Problem to solve
An exact copy of the whole listing is required.

Extracted records
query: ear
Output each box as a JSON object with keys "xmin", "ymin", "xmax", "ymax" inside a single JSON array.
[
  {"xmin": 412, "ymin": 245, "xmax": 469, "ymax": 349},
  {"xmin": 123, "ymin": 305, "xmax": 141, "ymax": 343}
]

Written answer
query: ear
Output each box as a JSON object with keys "xmin", "ymin", "xmax", "ymax" inside a single JSON array.
[
  {"xmin": 412, "ymin": 245, "xmax": 469, "ymax": 349},
  {"xmin": 123, "ymin": 305, "xmax": 141, "ymax": 343}
]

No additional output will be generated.